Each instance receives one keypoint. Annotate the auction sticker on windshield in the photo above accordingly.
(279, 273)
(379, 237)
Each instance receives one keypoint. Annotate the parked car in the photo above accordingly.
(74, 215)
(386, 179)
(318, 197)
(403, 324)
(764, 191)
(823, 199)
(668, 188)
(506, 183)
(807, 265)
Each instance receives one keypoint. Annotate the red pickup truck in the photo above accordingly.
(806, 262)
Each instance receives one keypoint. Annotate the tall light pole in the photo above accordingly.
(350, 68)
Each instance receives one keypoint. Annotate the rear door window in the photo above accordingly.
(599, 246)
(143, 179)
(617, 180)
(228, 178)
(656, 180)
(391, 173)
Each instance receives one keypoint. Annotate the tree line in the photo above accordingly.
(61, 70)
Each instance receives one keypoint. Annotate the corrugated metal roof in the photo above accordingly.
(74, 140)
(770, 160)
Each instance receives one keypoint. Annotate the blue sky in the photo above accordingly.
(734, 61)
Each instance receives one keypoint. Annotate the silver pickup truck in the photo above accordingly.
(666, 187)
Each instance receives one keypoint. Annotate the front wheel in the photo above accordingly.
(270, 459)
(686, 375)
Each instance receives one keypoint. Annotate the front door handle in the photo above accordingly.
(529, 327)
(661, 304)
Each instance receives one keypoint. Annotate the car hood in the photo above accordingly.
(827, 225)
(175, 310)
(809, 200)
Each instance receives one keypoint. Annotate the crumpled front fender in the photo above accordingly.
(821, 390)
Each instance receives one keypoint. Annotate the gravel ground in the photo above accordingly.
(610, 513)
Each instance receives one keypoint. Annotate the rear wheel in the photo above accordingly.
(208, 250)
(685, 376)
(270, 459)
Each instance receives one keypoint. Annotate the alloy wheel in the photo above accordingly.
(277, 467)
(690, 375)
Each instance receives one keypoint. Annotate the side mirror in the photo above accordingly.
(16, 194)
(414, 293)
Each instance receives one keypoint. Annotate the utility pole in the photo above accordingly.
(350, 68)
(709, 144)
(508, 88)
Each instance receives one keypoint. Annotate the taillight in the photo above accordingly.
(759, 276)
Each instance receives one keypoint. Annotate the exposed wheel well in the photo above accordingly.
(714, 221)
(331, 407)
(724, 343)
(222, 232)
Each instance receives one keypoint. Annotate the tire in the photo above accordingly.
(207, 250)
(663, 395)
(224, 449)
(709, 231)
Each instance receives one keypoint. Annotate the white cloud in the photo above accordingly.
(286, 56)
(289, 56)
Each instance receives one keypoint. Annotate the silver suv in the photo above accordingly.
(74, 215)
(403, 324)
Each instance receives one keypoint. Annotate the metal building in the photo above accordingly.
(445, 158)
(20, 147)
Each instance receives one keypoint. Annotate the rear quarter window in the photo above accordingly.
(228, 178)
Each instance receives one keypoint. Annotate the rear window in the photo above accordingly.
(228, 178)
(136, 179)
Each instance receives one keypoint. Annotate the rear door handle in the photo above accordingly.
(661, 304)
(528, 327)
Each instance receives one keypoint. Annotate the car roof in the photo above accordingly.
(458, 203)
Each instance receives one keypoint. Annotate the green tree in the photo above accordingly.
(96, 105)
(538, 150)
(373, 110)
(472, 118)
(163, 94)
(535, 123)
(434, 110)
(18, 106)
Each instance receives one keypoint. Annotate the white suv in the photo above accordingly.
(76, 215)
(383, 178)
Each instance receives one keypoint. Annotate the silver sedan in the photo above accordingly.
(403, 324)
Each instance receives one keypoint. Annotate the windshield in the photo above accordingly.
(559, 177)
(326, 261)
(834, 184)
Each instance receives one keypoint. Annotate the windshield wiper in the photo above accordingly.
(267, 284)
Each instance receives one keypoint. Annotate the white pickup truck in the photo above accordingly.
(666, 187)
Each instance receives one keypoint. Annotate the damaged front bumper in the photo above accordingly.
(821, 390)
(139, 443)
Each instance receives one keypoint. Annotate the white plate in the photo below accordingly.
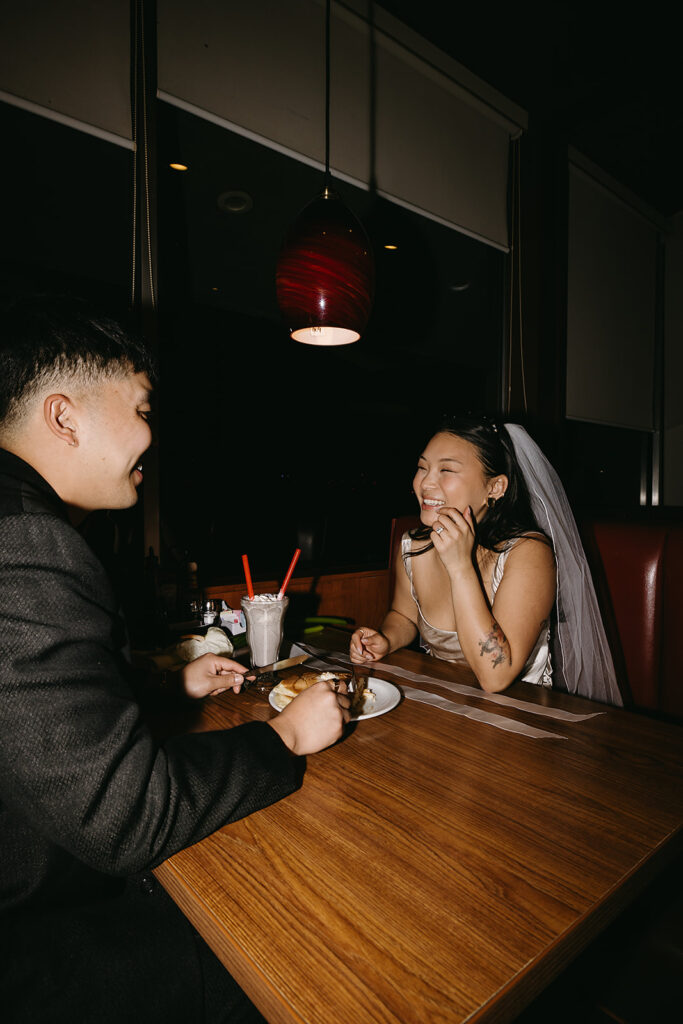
(386, 697)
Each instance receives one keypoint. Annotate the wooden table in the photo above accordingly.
(433, 868)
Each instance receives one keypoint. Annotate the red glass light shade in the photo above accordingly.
(326, 274)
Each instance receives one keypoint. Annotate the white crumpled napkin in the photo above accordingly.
(191, 647)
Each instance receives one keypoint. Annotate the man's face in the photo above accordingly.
(113, 434)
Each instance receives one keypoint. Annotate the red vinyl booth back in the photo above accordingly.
(641, 565)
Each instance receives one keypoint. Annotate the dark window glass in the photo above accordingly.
(266, 443)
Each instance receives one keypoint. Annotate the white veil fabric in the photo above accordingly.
(581, 656)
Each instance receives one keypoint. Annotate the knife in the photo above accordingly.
(276, 666)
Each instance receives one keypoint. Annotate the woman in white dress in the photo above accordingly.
(497, 550)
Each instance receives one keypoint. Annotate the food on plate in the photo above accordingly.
(294, 681)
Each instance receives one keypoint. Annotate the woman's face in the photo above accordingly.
(450, 473)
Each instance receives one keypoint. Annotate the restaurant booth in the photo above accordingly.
(461, 856)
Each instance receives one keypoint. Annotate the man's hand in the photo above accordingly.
(211, 674)
(368, 645)
(313, 720)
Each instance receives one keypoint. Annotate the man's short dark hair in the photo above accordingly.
(47, 339)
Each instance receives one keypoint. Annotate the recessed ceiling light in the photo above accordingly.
(235, 201)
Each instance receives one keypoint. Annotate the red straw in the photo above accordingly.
(289, 573)
(250, 589)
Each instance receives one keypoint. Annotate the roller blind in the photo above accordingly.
(69, 60)
(611, 307)
(438, 146)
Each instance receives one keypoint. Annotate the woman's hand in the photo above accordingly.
(211, 674)
(453, 537)
(368, 645)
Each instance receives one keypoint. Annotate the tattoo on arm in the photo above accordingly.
(496, 643)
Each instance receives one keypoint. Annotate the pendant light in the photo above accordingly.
(326, 272)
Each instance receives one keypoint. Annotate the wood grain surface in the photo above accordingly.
(432, 868)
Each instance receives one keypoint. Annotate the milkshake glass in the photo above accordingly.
(265, 620)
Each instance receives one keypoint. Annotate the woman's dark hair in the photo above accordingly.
(511, 516)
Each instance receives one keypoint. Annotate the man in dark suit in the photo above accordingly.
(89, 802)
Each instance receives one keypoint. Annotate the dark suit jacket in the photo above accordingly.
(89, 802)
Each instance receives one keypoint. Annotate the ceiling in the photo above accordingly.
(597, 75)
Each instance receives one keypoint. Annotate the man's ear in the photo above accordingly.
━━━
▶ Task to carry out
Copy all of the material above verbatim, line for line, and omit the images from your copy.

▶ Exercise solution
Each instance receives one keypoint. Annotate the auction sticker on windshield in the photo above accordingly.
(279, 273)
(379, 237)
Each instance receives one keypoint. Annotate the parked car in the photo above accordingly.
(74, 215)
(386, 179)
(318, 197)
(403, 324)
(764, 191)
(823, 199)
(668, 188)
(506, 183)
(807, 265)
Each instance receives one keypoint. Annotate the red pickup truck in the photo above accordingly.
(806, 262)
Each instance receives one keypoint. Annotate the tall light pole in the photo above accordingly.
(350, 68)
Each instance receives one keypoint. Annotate the rear door window in the photo above accordingly.
(599, 246)
(143, 179)
(617, 180)
(228, 178)
(656, 180)
(391, 173)
Each instance receives one keypoint. Annotate the tree line in the photo above accordingly.
(61, 70)
Each instance receives one keypoint. Annotate the corrugated metal roof in the photo above accordingly.
(74, 140)
(770, 160)
Each instance receives one keypoint. Annotate the blue sky in the photo above accordingly.
(734, 61)
Each instance receives one keypoint. Annotate the silver pickup truck in the photo above accordingly.
(666, 187)
Each instance receives one keypoint. Annotate the front wheel in the photo above accordingly.
(270, 459)
(686, 375)
Each instance receives one keypoint. Annotate the front door handle in the photo above accordingly.
(529, 327)
(661, 304)
Each instance receives one keypoint. Annotate the car hood in the photo above accordingly.
(827, 225)
(175, 310)
(809, 200)
Each instance receives one keypoint. Annotate the crumpled front fender in the photo above accordingly.
(821, 390)
Each instance receives one keypoint. Annotate the gravel ground in the photo above accordingly.
(610, 513)
Each instance receives one keypoint. Annotate the rear wheel in the photo above accordingly.
(208, 250)
(685, 376)
(270, 459)
Each instance receives one keypoint. Annotate the alloy wheel in the photo above accordingly.
(277, 467)
(690, 375)
Each instance receives one keypoint. Annotate the side mirror in the photo above accordingly.
(16, 194)
(414, 293)
Each instance receives one keypoint. Annotate the utility pole in the photo above accordingly.
(350, 68)
(709, 144)
(508, 88)
Each instance receives one keypoint. Annotate the taillight in the photo above accordingly.
(759, 276)
Each instance receives one keypoint. Annotate the exposed wheel well in the photo above accordingly.
(714, 221)
(331, 407)
(724, 343)
(222, 232)
Each instance receives one keypoint. Annotate the tire in the photo above accordingly.
(207, 250)
(663, 395)
(224, 449)
(709, 231)
Each instance receives one keypoint. Annotate the white cloud in the photo above accordingly.
(286, 56)
(289, 56)
Each instance receives one keypoint. Annotate the silver suv in the photo above accordingly.
(74, 215)
(403, 324)
Each instance receives one keypoint. Annotate the metal building in the photo above accordingly.
(445, 158)
(20, 147)
Each instance receives one keypoint. Annotate the rear quarter window in the photo above accordingly.
(228, 178)
Each instance receives one keypoint. Annotate the rear window in the photo above accordingly.
(228, 178)
(136, 179)
Each instance receives one keypoint. Annotate the rear door handle in the photo above accordingly.
(661, 304)
(528, 327)
Each instance receives one keypoint. Annotate the car roof in the photo above accordingly.
(458, 203)
Each instance receives one keypoint. Annotate the green tree in the photo above accordingly.
(96, 105)
(538, 150)
(373, 110)
(472, 118)
(163, 94)
(535, 123)
(434, 110)
(18, 106)
Each instance receives one keypoint. Annotate the white suv in the photo above accordingly.
(76, 215)
(383, 178)
Each instance receives one keypoint. Annotate the silver sedan in the photo above accordingly.
(403, 324)
Each instance receives one keypoint. Annotate the windshield in the photo above accordingly.
(559, 177)
(326, 261)
(834, 184)
Each instance receives one keypoint. Annotate the windshield wiper in the photo above accordingly.
(267, 284)
Each instance receives one keypoint. Annotate the white pickup truck in the photo above accordingly.
(666, 187)
Each instance receives one keypoint. Annotate the damaged front bumper in the photo above accordingly.
(821, 390)
(139, 443)
Each instance receives one keypoint. Annotate the white plate in the photo below accordingly.
(386, 697)
Each instance receives one keypoint. Annotate the wooden table in the photo above accordingly.
(433, 868)
Each instance receives one keypoint. Annotate the red glass light shade in the photo above accordingly.
(326, 274)
Each instance receives one keypoint. Annotate the white crumpled napkin in the photo above accordingly.
(191, 647)
Each instance receives one keypoint. Annotate the man's face in the photo above accordingly.
(113, 434)
Each instance receives one keypoint. Annotate the red vinyl booth back in the photo above accordingly.
(641, 565)
Each instance receives one keypoint. Annotate the dark window glass in the photo above accordingly.
(266, 443)
Each instance receives one keypoint. Annotate the white veil fabric in the photo above accordingly.
(581, 656)
Each instance receives one keypoint. Annotate the knife in the photo above accordingly.
(276, 666)
Each instance receives one keypoint. Annotate the woman in white dress in the photo above accordingly.
(497, 550)
Each instance receives one keypoint. Annotate the food on plate in the photo above accordingly.
(294, 681)
Each instance receives one keypoint. Annotate the woman's face in the photo above accordingly.
(450, 473)
Each instance receives one keypoint. Annotate the restaurant booth in the photo above accordingly.
(461, 856)
Each instance receives one keypoint. Annotate the man's hand in the photo above accordingly.
(211, 674)
(368, 645)
(313, 720)
Each instance receives one keypoint. Annotate the man's short dark hair in the photo above accordingly.
(47, 339)
Each instance receives one keypoint. Annotate the recessed ceiling light in the photo above accordingly.
(235, 201)
Each instance receives one keypoint. Annotate the red straw in the photo above accordingly.
(289, 573)
(250, 589)
Each instance receives one keypoint. Annotate the roller blind in the photo above accordingly.
(69, 60)
(611, 307)
(438, 146)
Each instance receives one keypoint. Annotate the woman's hand in the photo above accordingly.
(211, 674)
(453, 537)
(368, 645)
Each instance receives one keypoint. Annotate the tattoo on arm in the photo above accordingly.
(496, 643)
Each instance receives one keypoint. Annotate the pendant light in the photo above accordingly.
(326, 272)
Each instance receives one keypoint. Annotate the wood grain surface in the photo above accordingly.
(432, 868)
Each instance receives one keypoint. Annotate the milkshake glass in the photo above accordingly.
(265, 620)
Each instance receives one keypoint. Annotate the woman's dark hair in the photo above accordingly.
(511, 516)
Each instance receives one keypoint. Annotate the man in dark suit in the photo above accordingly.
(89, 802)
Each instance receives one keypoint. Annotate the dark suit jacket in the photo above accordingly.
(89, 802)
Each instance receives one keypoint. Annotate the ceiling in the photo above accordingly.
(597, 75)
Each instance receives one keypoint. Annotate the man's ear in the photo above accordingly.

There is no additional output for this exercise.